WHAT YOU ARE ASKED TO DO:
Please copy out every line of the entries below that contains the word "feather".

EXERCISE MATERIALS:

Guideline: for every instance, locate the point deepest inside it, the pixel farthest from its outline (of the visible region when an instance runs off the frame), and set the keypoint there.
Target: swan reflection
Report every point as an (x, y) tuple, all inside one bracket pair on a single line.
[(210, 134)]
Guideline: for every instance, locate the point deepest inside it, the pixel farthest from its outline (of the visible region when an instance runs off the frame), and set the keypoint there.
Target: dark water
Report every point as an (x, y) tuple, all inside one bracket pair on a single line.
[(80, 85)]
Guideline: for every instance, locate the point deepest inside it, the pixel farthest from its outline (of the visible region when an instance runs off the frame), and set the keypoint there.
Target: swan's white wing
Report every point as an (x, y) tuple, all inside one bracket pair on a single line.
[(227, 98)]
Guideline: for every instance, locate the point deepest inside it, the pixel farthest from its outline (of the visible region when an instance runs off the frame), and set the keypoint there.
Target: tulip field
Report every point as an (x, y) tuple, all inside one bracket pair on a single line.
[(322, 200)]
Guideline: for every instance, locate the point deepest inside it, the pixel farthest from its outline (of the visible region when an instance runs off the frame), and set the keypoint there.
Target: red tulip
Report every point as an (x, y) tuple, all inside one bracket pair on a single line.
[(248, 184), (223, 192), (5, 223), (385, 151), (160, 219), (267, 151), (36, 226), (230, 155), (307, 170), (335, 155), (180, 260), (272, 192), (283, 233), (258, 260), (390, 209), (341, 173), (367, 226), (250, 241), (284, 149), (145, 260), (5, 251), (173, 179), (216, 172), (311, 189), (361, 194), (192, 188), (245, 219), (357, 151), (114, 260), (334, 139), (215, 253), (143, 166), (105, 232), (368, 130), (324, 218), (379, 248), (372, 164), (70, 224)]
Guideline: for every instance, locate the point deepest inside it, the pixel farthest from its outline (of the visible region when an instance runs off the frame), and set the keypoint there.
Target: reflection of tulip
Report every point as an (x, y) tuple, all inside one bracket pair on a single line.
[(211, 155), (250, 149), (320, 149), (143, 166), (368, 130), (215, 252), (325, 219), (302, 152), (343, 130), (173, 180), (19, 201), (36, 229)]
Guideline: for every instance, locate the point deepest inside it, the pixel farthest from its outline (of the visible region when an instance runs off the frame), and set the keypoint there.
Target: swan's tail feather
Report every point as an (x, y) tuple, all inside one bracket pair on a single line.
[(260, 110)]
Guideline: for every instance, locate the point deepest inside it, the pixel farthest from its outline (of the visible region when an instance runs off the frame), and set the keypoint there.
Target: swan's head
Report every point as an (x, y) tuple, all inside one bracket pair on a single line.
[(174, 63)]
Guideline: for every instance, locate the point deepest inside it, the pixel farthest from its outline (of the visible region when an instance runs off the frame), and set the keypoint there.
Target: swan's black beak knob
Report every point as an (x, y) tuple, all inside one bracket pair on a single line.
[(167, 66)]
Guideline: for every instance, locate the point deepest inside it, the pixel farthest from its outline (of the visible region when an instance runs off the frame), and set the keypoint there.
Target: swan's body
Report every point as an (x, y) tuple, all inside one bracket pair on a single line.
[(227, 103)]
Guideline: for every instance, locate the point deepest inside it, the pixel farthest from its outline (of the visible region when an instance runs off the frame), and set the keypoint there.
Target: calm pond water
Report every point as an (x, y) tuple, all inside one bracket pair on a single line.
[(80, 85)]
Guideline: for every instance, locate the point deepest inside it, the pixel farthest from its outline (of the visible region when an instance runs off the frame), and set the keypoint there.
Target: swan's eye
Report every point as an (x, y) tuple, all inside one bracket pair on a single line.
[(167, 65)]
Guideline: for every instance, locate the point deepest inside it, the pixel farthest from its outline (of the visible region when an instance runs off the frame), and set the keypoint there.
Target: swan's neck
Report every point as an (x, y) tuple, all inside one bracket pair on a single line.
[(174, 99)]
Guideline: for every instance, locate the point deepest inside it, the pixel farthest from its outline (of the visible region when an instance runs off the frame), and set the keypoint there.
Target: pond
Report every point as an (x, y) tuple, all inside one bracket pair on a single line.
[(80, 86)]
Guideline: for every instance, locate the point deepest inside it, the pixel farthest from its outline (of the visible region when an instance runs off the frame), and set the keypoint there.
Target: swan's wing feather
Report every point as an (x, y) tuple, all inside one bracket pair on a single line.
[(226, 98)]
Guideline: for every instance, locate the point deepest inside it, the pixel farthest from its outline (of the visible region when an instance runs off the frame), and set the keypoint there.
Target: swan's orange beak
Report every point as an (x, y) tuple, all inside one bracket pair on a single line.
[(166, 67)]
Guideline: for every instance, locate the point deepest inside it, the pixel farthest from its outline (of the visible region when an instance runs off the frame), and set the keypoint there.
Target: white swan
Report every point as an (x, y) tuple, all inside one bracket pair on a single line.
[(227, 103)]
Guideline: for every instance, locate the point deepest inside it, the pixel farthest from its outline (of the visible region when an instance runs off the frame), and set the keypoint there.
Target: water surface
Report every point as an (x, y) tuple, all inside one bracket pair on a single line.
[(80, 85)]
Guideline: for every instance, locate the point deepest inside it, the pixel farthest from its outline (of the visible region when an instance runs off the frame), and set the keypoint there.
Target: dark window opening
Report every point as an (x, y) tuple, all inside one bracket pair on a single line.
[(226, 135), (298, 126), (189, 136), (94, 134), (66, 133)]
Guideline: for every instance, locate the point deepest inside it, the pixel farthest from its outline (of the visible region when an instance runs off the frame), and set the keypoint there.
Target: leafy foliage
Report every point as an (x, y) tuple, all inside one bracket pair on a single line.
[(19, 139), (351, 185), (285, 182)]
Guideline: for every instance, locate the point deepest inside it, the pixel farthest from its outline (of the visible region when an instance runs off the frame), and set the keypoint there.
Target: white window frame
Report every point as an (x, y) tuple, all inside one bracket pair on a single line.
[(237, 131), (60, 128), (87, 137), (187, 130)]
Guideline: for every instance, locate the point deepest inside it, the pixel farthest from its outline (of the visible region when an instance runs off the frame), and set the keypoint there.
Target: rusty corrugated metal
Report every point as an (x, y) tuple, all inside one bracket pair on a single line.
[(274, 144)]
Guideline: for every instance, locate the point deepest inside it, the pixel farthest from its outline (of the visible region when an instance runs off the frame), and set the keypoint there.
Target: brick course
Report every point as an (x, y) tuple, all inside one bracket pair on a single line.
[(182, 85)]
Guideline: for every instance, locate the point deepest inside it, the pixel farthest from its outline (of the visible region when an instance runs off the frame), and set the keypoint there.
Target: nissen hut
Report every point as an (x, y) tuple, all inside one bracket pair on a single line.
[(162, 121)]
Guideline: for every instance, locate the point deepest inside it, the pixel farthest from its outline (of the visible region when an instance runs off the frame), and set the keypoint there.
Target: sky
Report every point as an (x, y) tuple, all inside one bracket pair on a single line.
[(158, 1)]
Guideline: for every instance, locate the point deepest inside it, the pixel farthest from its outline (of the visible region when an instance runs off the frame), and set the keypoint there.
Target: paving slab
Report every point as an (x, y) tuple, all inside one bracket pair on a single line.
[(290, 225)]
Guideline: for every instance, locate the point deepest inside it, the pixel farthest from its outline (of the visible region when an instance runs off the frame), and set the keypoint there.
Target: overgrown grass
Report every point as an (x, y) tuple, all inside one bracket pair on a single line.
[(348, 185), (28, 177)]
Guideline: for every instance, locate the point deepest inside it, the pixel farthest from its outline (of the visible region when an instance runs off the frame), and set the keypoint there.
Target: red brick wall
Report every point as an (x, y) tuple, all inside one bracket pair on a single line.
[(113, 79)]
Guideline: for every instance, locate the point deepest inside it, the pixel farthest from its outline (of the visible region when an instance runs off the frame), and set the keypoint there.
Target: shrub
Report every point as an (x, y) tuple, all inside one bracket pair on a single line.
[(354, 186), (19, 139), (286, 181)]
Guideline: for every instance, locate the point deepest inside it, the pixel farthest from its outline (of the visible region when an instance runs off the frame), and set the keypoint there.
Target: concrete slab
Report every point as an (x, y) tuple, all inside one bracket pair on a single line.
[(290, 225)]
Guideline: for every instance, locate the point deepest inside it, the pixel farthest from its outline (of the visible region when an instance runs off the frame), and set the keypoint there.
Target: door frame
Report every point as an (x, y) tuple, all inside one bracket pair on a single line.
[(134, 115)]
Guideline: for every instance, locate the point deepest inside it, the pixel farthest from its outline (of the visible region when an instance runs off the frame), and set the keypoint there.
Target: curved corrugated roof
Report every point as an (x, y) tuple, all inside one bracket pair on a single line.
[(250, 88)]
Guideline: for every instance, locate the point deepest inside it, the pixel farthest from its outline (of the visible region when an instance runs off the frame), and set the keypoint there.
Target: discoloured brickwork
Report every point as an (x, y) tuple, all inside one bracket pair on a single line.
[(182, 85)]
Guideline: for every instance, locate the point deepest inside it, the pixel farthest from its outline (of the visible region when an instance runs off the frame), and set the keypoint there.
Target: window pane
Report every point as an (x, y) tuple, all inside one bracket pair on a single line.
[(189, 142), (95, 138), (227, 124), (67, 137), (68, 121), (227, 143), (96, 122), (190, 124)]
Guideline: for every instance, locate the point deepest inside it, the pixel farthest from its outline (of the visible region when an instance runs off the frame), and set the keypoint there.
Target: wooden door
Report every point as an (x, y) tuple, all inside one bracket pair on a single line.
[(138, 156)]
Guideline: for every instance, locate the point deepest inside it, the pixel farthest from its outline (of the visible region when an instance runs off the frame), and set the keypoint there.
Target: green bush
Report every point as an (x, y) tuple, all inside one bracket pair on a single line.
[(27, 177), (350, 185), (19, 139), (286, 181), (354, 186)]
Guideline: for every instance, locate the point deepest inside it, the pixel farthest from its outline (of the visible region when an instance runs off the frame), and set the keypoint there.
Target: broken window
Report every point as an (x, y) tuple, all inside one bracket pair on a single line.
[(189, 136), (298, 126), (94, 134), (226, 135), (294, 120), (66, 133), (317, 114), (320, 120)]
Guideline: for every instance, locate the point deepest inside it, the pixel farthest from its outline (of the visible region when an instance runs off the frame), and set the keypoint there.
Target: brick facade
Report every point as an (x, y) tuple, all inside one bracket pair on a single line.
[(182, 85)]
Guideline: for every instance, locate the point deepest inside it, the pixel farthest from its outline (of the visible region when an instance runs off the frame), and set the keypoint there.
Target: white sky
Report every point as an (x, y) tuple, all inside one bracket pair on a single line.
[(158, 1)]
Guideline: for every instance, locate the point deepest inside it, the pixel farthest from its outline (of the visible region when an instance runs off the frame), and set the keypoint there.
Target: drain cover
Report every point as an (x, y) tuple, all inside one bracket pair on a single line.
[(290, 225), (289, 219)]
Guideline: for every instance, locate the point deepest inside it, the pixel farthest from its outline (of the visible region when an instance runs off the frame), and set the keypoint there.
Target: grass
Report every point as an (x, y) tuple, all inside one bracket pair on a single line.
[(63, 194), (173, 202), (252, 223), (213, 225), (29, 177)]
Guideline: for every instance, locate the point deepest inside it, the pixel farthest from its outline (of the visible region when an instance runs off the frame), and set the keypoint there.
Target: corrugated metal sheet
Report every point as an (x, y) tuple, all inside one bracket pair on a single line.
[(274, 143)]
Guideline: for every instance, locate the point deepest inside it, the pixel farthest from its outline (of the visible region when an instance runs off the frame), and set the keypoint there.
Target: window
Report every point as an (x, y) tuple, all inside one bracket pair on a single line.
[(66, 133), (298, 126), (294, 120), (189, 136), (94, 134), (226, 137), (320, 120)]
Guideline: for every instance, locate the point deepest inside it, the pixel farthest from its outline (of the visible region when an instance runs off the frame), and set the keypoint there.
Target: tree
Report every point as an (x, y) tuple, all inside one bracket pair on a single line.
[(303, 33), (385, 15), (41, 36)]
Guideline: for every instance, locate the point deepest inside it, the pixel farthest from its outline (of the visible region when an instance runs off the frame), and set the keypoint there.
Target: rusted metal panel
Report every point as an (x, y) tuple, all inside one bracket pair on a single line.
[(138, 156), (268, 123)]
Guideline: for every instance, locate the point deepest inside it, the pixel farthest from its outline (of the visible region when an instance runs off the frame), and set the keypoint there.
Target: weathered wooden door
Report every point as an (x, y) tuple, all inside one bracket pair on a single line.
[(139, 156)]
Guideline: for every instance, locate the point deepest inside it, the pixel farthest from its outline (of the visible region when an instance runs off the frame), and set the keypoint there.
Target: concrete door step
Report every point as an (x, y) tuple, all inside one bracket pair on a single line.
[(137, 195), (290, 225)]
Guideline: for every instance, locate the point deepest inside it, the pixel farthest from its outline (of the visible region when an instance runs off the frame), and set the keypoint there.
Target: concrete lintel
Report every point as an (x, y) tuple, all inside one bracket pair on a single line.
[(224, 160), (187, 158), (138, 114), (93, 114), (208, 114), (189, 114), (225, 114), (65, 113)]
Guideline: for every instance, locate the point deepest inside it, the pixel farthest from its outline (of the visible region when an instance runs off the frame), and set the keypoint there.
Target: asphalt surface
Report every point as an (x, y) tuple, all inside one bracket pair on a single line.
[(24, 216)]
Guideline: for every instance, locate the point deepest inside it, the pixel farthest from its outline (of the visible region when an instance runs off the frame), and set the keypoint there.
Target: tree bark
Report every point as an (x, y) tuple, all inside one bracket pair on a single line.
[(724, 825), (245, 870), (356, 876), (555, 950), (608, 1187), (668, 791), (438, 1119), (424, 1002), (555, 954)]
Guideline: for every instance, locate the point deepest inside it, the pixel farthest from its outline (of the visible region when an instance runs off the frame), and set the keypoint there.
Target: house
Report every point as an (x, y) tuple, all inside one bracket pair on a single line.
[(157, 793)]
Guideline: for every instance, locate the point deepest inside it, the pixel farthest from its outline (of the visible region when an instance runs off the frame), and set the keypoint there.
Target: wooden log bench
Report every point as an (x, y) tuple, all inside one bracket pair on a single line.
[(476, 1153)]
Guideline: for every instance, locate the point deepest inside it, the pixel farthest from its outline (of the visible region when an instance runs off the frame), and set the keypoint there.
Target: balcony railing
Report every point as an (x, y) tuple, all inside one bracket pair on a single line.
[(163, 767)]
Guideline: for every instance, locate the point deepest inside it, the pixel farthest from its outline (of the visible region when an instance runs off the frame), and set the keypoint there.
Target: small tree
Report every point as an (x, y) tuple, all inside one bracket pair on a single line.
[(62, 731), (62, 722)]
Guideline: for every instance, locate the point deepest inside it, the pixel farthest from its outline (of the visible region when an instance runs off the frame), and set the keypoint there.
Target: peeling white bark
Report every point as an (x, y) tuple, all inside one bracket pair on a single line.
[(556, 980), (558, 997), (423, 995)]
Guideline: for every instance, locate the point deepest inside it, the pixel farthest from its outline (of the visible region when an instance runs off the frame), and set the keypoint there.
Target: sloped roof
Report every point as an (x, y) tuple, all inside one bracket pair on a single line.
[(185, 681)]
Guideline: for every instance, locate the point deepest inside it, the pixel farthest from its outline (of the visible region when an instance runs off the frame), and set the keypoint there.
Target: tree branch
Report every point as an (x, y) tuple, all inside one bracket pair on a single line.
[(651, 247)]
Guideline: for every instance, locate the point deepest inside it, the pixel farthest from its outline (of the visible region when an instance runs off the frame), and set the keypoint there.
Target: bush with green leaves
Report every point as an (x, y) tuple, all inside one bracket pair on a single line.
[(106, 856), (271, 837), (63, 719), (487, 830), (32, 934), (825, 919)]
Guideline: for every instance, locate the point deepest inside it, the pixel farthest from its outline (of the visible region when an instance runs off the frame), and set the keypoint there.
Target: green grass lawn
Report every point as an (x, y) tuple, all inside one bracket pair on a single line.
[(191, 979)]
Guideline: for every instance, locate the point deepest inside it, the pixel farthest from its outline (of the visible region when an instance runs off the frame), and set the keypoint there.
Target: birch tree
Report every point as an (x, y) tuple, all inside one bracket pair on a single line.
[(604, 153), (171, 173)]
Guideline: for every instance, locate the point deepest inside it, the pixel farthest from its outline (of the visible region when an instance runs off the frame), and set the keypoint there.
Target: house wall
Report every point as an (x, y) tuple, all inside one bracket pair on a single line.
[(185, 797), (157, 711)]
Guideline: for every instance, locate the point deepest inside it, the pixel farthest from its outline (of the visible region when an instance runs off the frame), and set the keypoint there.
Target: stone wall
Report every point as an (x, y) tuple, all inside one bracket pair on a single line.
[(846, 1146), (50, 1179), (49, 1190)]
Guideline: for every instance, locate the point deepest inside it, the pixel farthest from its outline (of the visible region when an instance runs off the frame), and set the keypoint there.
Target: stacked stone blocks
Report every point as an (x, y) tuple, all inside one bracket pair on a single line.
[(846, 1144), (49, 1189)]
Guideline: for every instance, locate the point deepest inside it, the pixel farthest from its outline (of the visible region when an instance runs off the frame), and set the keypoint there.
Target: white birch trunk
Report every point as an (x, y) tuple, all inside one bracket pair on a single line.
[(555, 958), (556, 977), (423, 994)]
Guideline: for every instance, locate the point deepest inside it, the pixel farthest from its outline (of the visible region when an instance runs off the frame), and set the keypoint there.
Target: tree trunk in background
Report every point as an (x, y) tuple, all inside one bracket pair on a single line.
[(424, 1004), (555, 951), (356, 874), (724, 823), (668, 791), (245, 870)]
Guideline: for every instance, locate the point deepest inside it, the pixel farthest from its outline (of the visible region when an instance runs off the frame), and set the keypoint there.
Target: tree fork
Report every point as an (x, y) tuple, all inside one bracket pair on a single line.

OUTPUT:
Target: swan's tail feather
Target: swan's wing feather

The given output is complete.